» Directions for this task
Translate this sentence from the excerpt on India's online gaming regulation into Spanish: "Brand protection should therefore move in parallel with regulatory compliance."

» Extracted text
_____
India’s online gaming sector is moving into a more regulated phase. The Promotion and Regulation of Online Gaming Act, 2025 and the Promotion and Regulation of Online Gaming Rules, 2026 seek to distinguish legitimate online gaming and e-sports from prohibited online money games, while strengthening user protection, registration, classification and enforcement.

For gaming businesses, this is not just a compliance issue. Regulatory status, brand trust and intellectual property are likely to become closely connected. Companies that protect their game titles, platform brands, content, characters, software and licensing rights will be better placed to build credibility and respond to misuse in the market.

What the new regime changes

The framework introduces a more structured approach to online gaming in India. In practical terms, it focuses on registration of operators, classification of games, prohibition of online money games, user-safety measures, grievance redressal and enforcement through the Online Gaming Authority of India.

This matters because gaming businesses are built on IP: game titles, logos, software code, characters, artwork, music, audiovisual assets, virtual items, e-sports properties, streaming content and platform identities. As regulation creates clearer categories of legitimate operators, IP protection will become a stronger tool for market differentiation and enforcement.

Key IP risks for gaming companies

A regulated market may make approvals, registrations and verified status commercially valuable. This also creates risks: clone apps may claim to be authorised versions of legitimate platforms, lookalike websites may misuse gaming brands, and competitors may use trademarks in app-store search, advertising or domain names to divert users. Brand protection should therefore move in parallel with regulatory compliance.

  1. Protect the brand before misuse scales: Trademarks are trust signals in online gaming. Players rely on names, logos and platform identities when downloading games, joining tournaments or making in-app purchases. Gaming companies should register and monitor key titles, logos, platform names, e-sports brands and distinctive user-facing identifiers across app stores, domain names, social media, streaming platforms and advertising channels.
  2. Use compliance data to support enforcement: The Gaming Act is not an IP statute, but greater transparency around platform ownership, verification and grievance mechanisms may help rights holders identify infringers and seek faster takedowns of cloned games, infringing content and unlawful platforms.
_____
» Listing
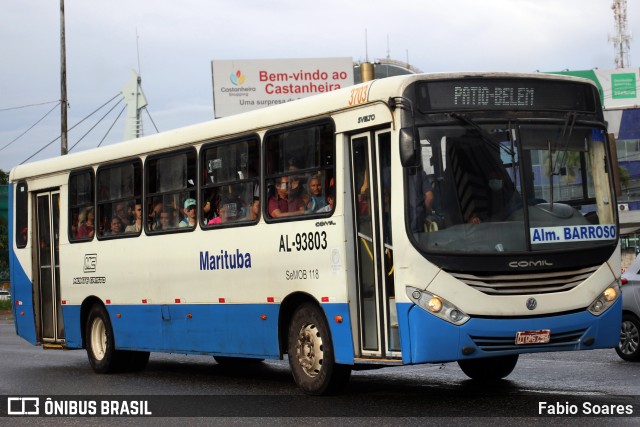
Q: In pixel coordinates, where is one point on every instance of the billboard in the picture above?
_____
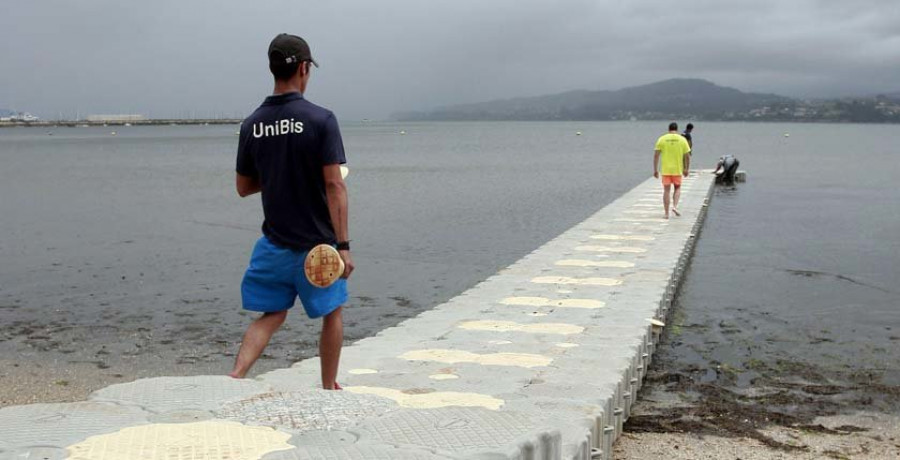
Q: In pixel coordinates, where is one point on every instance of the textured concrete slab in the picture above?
_____
» Exercise answer
Por lo tanto, la protección de la marca debe avanzar en paralelo con el cumplimiento normativo.